[Items listed in a dataset]

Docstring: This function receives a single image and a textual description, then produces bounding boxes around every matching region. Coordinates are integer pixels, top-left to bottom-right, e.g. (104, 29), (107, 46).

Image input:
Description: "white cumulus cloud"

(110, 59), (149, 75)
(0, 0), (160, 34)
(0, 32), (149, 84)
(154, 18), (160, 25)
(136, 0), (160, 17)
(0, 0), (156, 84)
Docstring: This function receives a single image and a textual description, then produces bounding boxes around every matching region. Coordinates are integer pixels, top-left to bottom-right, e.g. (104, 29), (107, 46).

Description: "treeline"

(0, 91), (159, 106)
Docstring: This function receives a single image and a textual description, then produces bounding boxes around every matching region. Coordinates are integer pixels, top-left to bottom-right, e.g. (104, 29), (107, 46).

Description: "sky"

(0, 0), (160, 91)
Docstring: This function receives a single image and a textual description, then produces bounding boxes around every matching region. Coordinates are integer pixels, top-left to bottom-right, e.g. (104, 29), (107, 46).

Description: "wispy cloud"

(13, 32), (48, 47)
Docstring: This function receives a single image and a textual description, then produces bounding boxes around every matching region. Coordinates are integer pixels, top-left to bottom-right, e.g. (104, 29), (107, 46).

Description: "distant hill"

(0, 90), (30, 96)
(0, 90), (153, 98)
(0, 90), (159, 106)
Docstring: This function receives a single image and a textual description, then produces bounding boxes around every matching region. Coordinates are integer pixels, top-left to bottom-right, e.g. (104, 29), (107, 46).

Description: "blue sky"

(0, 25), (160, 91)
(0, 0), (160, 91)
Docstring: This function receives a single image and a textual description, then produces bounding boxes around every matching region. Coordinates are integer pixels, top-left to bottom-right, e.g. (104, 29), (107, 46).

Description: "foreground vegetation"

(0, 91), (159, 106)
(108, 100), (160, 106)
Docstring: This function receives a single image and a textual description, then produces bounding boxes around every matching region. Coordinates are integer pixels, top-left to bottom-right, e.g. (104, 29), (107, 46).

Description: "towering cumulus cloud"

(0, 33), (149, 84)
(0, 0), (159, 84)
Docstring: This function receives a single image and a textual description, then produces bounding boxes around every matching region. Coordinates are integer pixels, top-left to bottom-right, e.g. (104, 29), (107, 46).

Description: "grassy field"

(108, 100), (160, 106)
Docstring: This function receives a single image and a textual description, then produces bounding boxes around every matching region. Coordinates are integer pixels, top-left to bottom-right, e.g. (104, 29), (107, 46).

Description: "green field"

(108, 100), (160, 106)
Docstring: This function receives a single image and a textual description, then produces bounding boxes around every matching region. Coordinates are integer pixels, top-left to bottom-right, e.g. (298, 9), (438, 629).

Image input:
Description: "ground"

# Aim of the task:
Each line above is to be restated exactly.

# Answer for the task:
Docstring: This function receives a single image and a textual description, then produces bounding boxes around every matching region. Coordinates are integer pixels, top-left to bottom-right, e.g. (104, 29), (107, 46).

Image input:
Description: "white cumulus cloud"

(110, 59), (149, 75)
(0, 0), (160, 34)
(0, 32), (149, 84)
(154, 18), (160, 25)
(136, 0), (160, 17)
(0, 0), (156, 84)
Docstring: This function receives a single image and a textual description, then produces bounding boxes around every matching region. Coordinates are integer pixels, top-left to bottom-right, e.g. (104, 29), (107, 46).

Description: "treeline"

(0, 91), (159, 106)
Docstring: This function receives a single image and a textual description, then produces bounding boxes around every matching region. Coordinates are integer pixels, top-left to bottom-right, e.g. (104, 29), (107, 46).

Description: "sky"

(0, 0), (160, 91)
Docstring: This function receives a single image and a textual description, then produces bounding boxes around every matching region. Coordinates are integer pixels, top-left to bottom-right, e.g. (104, 29), (107, 46).

Description: "wispy cloud"

(13, 32), (48, 47)
Docstring: This function receives a single image and a textual description, then produces bounding boxes around every matching region. Coordinates are integer pixels, top-left to bottom-right, e.g. (104, 29), (107, 46).

Description: "distant hill"

(0, 90), (30, 96)
(0, 90), (153, 98)
(0, 90), (159, 106)
Docstring: This function receives a single image and a textual description, then produces bounding boxes around every matching region. Coordinates are integer pixels, top-left to bottom-right, e.g. (104, 29), (107, 46).

Description: "blue sky"

(0, 25), (160, 91)
(0, 0), (160, 91)
Docstring: This function receives a single image and a textual description, then produces bounding boxes around every matching region. Coordinates are integer pixels, top-left to bottom-right, e.g. (104, 29), (107, 46).

Description: "foreground vegetation"

(0, 91), (159, 106)
(108, 100), (160, 106)
Docstring: This function receives a single image and a textual description, then produces bounding boxes around every matching region. Coordinates are integer pixels, top-left to bottom-right, e.g. (104, 29), (107, 46).

Description: "towering cumulus cloud"

(0, 33), (149, 84)
(0, 0), (159, 84)
Docstring: This function receives a single image and a textual description, then produces bounding boxes around every matching region. Coordinates are integer pixels, top-left to bottom-right, e.g. (104, 29), (107, 46).

Description: "grassy field"

(108, 100), (160, 106)
Docstring: This function receives a single image and a textual description, then produces bounding boxes around every matching region. Coordinates are integer pixels, top-left to bottom-right, e.g. (104, 29), (107, 46).

Description: "green field"

(108, 100), (160, 106)
Docstring: This function receives a single image and a textual description, then produces bounding boxes around every matching region. Coordinates are integer pixels, top-left to bottom-right, e.g. (298, 9), (438, 629).

Image input:
Description: "ground"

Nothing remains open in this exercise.